§ Consigne A
Recopiez fidèlement, s'il vous plaît, une partie des enregistrements : commencez à la ligne qui contient « of the wristwatch » et continuez jusqu'à la fin des enregistrements.

§ Texte
>>>
La romancière s’est inspirée de la vie de Rabah Oussidhoum né à Darna dans un village de Kabylie. Ayant eu connaissance de son histoire, Rénia Aoudène décide de tenter un roman inspiré de cette histoire méconnue, estimant n’avoir pas assez de matière pour une étude strictement historique. Elle constate : « J’étais surprise que cette histoire ne soit pas connue en Algérie. On la découvre en ce moment. En Kabylie, on m’a parlé d’un anarchiste algérien, qui a combattu en Espagne. Les langues se délient à peine. Pour certains, mon livre a servi de catharsis pour en parler. De plus, il faut savoir que la plupart des engagés maghrébins pendant la guerre d’Espagne sont rentrés en France. Seuls 10 à 15 % d’entre eux sont morts sur le champ de bataille. Ils sont retournés en tant qu’immigrés et n’en ont pas parlé. Il existe potentiellement énormément de témoignages à découvrir sur ce pan d’histoire ».
<<<
§ Consigne B
Répondez à ces questions sur le texte :
(i) Dans quelle région se trouve le village où est né Rabah Oussidhoum ?
(ii) Pourquoi Rénia Aoudène a-t-elle choisi d'écrire un roman plutôt qu'une étude strictement historique ?
(iii) Quelle proportion des engagés maghrébins de la guerre d'Espagne est morte sur le champ de bataille ?

§ Données fournies
>>>
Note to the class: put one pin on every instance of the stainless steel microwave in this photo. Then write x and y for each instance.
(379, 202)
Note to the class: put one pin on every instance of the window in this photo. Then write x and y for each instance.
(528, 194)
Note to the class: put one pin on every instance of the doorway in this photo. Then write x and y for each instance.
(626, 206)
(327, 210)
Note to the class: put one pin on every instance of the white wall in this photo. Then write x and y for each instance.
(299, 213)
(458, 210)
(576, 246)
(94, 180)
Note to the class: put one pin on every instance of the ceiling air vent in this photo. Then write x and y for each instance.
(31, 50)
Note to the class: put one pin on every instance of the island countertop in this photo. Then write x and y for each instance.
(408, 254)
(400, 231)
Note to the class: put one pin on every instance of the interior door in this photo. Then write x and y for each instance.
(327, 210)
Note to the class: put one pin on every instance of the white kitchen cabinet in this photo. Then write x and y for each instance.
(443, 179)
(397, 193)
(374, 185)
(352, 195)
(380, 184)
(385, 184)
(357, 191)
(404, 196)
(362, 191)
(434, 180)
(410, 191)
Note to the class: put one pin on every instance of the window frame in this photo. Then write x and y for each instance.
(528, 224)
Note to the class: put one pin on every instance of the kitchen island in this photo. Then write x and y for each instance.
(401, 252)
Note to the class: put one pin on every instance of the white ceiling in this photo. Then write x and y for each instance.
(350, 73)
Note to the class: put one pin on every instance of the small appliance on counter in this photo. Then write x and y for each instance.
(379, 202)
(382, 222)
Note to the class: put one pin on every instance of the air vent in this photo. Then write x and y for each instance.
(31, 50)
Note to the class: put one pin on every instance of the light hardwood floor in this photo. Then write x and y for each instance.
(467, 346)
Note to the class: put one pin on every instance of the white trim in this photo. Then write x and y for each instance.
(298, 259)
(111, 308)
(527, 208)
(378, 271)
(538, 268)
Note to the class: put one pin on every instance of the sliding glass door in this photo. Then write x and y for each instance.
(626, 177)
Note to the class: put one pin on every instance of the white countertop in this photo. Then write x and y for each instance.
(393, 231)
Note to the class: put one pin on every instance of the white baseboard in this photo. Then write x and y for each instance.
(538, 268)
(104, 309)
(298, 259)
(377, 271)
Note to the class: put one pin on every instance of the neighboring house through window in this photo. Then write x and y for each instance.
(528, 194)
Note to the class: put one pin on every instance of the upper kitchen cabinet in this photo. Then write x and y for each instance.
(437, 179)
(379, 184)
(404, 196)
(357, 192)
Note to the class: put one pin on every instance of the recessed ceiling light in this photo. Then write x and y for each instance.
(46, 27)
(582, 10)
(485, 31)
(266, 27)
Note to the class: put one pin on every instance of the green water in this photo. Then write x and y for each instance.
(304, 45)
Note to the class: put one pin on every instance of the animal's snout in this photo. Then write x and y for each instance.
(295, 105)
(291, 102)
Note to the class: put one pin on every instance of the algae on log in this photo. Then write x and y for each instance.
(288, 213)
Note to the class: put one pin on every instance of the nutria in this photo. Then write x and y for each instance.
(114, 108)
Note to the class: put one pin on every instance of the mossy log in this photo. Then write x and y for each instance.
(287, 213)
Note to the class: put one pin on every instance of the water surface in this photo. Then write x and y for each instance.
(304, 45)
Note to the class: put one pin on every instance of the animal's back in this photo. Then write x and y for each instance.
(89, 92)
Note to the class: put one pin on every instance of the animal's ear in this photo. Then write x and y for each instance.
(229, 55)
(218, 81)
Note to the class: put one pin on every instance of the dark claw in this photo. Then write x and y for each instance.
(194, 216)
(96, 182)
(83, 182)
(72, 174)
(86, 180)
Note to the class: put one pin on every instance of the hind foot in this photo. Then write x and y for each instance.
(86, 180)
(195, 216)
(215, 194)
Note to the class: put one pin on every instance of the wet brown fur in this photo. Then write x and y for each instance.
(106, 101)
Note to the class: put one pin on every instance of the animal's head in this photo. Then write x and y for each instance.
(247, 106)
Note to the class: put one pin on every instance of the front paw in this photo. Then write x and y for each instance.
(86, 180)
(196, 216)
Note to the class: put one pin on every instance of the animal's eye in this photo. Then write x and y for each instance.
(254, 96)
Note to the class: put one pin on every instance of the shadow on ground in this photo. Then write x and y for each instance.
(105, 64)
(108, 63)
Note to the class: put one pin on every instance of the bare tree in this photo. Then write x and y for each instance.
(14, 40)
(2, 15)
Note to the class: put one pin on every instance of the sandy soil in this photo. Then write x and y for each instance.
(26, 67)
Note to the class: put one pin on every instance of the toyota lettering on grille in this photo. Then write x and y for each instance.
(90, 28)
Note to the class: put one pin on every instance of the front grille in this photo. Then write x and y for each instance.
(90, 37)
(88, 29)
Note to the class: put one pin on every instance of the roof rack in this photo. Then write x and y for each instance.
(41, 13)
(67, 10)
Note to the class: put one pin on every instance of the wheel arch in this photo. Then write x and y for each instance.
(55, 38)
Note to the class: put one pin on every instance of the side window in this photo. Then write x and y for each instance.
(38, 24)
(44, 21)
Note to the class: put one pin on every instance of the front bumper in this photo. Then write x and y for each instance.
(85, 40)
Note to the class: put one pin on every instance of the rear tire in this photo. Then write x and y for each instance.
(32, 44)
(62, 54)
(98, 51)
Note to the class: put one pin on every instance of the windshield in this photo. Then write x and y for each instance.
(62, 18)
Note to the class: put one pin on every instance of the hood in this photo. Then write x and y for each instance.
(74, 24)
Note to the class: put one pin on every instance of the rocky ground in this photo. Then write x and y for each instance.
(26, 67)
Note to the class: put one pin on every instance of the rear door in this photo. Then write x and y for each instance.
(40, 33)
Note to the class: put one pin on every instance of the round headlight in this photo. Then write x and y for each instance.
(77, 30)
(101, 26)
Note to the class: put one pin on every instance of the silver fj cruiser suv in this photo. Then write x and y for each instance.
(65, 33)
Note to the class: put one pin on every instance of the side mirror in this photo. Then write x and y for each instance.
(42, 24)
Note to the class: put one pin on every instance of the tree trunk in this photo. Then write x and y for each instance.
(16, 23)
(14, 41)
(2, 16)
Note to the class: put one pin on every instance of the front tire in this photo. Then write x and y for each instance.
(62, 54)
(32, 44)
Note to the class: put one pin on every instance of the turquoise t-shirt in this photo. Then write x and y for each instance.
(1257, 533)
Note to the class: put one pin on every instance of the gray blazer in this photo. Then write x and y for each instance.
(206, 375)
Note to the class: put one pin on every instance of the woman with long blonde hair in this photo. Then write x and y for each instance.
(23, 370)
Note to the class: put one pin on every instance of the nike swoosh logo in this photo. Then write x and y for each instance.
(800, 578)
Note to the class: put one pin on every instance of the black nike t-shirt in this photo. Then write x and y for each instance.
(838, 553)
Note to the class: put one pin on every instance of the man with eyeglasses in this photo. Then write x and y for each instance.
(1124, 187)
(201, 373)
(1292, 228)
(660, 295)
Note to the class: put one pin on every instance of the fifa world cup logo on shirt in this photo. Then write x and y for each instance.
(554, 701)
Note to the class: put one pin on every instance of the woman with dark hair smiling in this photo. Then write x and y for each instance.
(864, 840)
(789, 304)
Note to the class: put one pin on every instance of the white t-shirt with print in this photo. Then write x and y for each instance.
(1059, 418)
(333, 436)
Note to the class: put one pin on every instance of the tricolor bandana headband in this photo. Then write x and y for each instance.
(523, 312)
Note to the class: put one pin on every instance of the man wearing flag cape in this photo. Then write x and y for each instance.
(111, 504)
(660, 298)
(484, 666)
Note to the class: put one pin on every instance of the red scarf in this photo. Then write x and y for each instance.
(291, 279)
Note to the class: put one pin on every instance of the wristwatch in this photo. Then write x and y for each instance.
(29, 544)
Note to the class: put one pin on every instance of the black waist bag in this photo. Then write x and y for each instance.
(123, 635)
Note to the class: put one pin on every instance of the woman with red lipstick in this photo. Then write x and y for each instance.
<<<
§ Corrigé A
Note to the class: put one pin on every instance of the wristwatch in this photo. Then write x and y for each instance.
(29, 544)
Note to the class: put one pin on every instance of the black waist bag in this photo. Then write x and y for each instance.
(123, 635)
Note to the class: put one pin on every instance of the woman with red lipstick in this photo. Then write x and y for each instance.

§ Corrigé B
(i) En Kabylie.
(ii) Elle estimait ne pas avoir assez de matière pour une étude strictement historique.
(iii) Seuls 10 à 15 %.